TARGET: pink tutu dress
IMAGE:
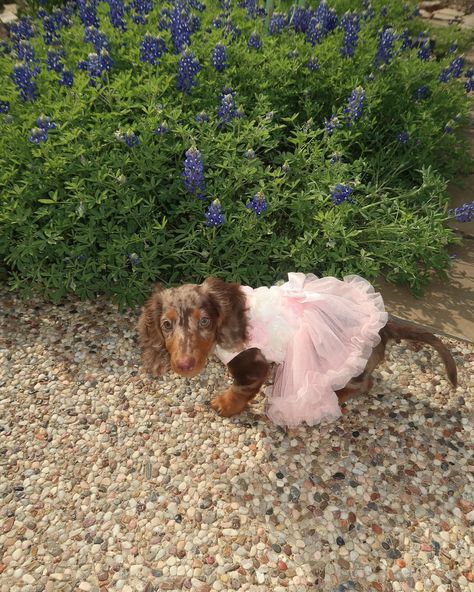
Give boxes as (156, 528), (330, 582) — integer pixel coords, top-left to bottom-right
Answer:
(215, 273), (387, 427)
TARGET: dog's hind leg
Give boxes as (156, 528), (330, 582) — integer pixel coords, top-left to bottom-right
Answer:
(336, 339), (386, 405)
(211, 347), (270, 417)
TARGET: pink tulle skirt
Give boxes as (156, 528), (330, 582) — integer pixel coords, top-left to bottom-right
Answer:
(218, 273), (387, 427)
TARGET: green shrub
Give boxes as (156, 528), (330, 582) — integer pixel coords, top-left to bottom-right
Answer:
(0, 0), (468, 305)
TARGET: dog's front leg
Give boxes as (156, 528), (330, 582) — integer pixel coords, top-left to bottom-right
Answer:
(211, 347), (270, 417)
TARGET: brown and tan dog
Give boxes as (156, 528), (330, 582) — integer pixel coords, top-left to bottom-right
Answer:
(138, 277), (457, 417)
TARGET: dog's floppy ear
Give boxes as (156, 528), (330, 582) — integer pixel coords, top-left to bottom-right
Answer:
(138, 285), (170, 376)
(201, 277), (248, 351)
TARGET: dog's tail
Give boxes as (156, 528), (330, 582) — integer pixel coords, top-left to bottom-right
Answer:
(381, 319), (458, 387)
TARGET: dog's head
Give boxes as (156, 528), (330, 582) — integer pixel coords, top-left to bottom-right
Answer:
(139, 277), (247, 376)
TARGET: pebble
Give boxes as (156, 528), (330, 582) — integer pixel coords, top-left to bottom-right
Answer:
(0, 288), (474, 592)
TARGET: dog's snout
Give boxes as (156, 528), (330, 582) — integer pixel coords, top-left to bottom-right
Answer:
(176, 356), (196, 372)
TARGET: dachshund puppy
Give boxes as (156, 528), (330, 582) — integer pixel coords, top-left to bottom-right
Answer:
(138, 277), (457, 417)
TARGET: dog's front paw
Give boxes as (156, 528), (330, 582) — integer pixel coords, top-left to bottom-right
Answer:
(211, 388), (247, 417)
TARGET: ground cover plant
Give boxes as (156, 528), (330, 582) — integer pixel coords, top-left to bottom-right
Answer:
(0, 0), (474, 306)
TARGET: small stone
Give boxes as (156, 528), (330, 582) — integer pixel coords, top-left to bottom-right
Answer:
(371, 524), (383, 534)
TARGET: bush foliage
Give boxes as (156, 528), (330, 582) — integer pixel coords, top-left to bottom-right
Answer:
(0, 0), (472, 306)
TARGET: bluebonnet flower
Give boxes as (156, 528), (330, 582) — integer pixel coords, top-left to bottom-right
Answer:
(315, 0), (338, 35)
(10, 18), (35, 44)
(12, 63), (39, 103)
(84, 27), (110, 53)
(417, 40), (431, 62)
(106, 0), (127, 33)
(46, 50), (64, 74)
(176, 50), (201, 94)
(220, 0), (232, 14)
(77, 0), (100, 29)
(247, 31), (262, 49)
(77, 48), (113, 86)
(211, 43), (229, 72)
(28, 127), (48, 144)
(140, 33), (168, 66)
(413, 86), (431, 101)
(331, 183), (354, 206)
(306, 58), (320, 72)
(183, 146), (206, 199)
(59, 70), (74, 87)
(188, 0), (206, 12)
(306, 16), (324, 47)
(438, 68), (451, 82)
(43, 15), (61, 45)
(194, 111), (209, 123)
(398, 29), (412, 51)
(239, 0), (258, 18)
(324, 115), (341, 136)
(153, 121), (170, 136)
(170, 0), (191, 53)
(464, 68), (474, 93)
(397, 131), (410, 144)
(36, 115), (56, 130)
(340, 12), (360, 58)
(158, 8), (171, 31)
(189, 14), (201, 33)
(344, 86), (365, 127)
(120, 130), (140, 148)
(127, 253), (140, 267)
(362, 0), (375, 21)
(16, 39), (35, 62)
(288, 6), (313, 33)
(245, 191), (268, 216)
(204, 199), (225, 227)
(375, 28), (395, 67)
(217, 88), (240, 127)
(268, 12), (286, 35)
(448, 201), (474, 222)
(222, 17), (242, 41)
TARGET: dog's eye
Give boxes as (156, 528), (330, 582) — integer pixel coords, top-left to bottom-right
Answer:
(199, 317), (211, 327)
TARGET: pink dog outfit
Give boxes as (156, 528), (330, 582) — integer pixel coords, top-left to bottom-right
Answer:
(216, 273), (387, 427)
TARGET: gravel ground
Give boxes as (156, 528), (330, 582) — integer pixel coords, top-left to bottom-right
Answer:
(0, 291), (474, 592)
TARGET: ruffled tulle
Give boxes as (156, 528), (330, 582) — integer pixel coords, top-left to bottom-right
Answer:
(267, 273), (387, 427)
(216, 273), (387, 427)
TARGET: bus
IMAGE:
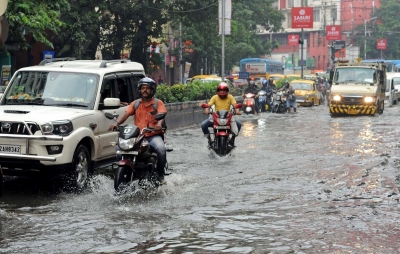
◆ ◆ ◆ ◆ ◆ ◆ ◆
▸ WHAT TO DO: Rescale the entries from the line with "TARGET: pink dog outfit" to the line with "(0, 291), (474, 592)", both lines included, and reproduce every line in that span, requests too. Multiply each box coordinate in the answers by 0.4 and round to whole numbers, halves up, leaving the requests and their format sample unchanged.

▸ ANSWER TO THE TASK:
TARGET: pink dog outfit
Give boxes as (156, 528), (330, 582) — integer pixel coords, top-left to bottom-right
Answer:
(86, 109), (155, 171)
TARGET: gravel ground
Give boxes as (156, 528), (330, 582) — integer pixel coords, top-left to bottom-right
Answer:
(0, 116), (190, 237)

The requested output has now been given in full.